• Provided passage:

--

Never Say Never {Luke 22}



February 4, 2020

 Image result for the last supper

Luke 12 and 17 were rather powerful for me to study and write about.  But Luke 22 – has made me examine my own motives and discover what my own betrayal looks like.

Right away in chapter 22 we are reminded of how awful it would be to be Judas.  Yet, we are more like him than you may realize.  In fact, I’ll share what our own betrayal may look like.

We assume that Judas was with Jesus for the three years of His ministry.  Judas listened and saw all the healings.  He saw people raised from the dead.  But he still had a different idea of what the Messiah was.  He had his own expectations.  His view looked differently than what Jesus was teaching them. 

Now, we know the whole story and we often say, “I would never!”  But do you truly know who the enemy is?  Do you know how easy it is to betray Jesus?  It’s very humbling to see how easy it is.  Perhaps you’ve built a tower in a pit and you’re completely blind to it.  Jeremiah 17:9 says “The heart is deceitful above all things and beyond cure.  Who can understand it?” 

How often have you heard about someone who has fallen into a state of sin and you wonder, ‘how could they allow themselves to get here in the first place?’  When I attempt to identify my own areas of vulnerability, my pits, I’m shortsighted because I gravitate toward the areas which I clearly see as my weaknesses.

*I’m really impatient
*I like to plan for the future – I’m detailed oriented
*I have a lot of expectations

My weaknesses are rotten, and I recognize them, but rarely do I look to the area where, as a believer, I am most likely to stumble.  I fail to see the pit of my strength.

I read about this Chinese proverb, “An unguarded strength is a double weakness.”  Here’s a few biblical examples – people whose perceived area of strength was actually the area in which they fell.  Just think about these for a minute!

·        * Abraham’s great strength was obedience.  Where did he fail?  Obedience (Gen. 12:13, 16:2)
·         *Noah’s great attribute was discipline.  Where did he fail?  Discipline (Gen. 9:21).
·         *Isaac’s great asset was truth-telling.  Where did he fail?  Truth-telling (Gen. 23:7).
·         *Moses’ great strength was meekness.  Where did he fail?  Meekness (Num. 20:10-12)

--

• Provided information:
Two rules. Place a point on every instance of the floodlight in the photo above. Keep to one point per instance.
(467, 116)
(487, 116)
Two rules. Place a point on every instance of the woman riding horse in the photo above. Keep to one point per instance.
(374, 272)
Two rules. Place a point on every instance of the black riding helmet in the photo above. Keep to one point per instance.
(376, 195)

--

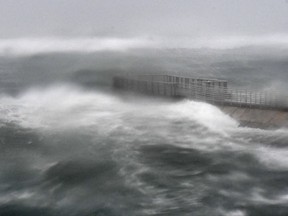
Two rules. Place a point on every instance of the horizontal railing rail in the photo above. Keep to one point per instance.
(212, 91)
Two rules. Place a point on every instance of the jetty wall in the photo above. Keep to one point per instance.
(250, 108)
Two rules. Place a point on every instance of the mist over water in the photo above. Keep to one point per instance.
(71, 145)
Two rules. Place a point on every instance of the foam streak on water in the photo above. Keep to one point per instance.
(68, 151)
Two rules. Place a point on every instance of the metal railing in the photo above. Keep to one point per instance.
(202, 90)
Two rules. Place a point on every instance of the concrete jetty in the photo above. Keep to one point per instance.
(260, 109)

--

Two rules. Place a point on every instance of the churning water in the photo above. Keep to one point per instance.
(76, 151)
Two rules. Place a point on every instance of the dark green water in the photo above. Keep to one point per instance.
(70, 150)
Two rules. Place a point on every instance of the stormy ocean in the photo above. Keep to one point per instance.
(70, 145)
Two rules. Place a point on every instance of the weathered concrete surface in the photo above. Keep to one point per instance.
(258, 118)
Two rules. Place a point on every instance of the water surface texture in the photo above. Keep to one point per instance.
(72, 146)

--

• Problem statement: Reproduce the part of the Luke 22 reflection starting at "My weaknesses are" and ending at "Discipline (Gen. 9:21).". The records have no connection to the text on Luke 22.

• Task output:
My weaknesses are rotten, and I recognize them, but rarely do I look to the area where, as a believer, I am most likely to stumble.  I fail to see the pit of my strength.

I read about this Chinese proverb, “An unguarded strength is a double weakness.”  Here’s a few biblical examples – people whose perceived area of strength was actually the area in which they fell.  Just think about these for a minute!

·        * Abraham’s great strength was obedience.  Where did he fail?  Obedience (Gen. 12:13, 16:2)
·         *Noah’s great attribute was discipline.  Where did he fail?  Discipline (Gen. 9:21).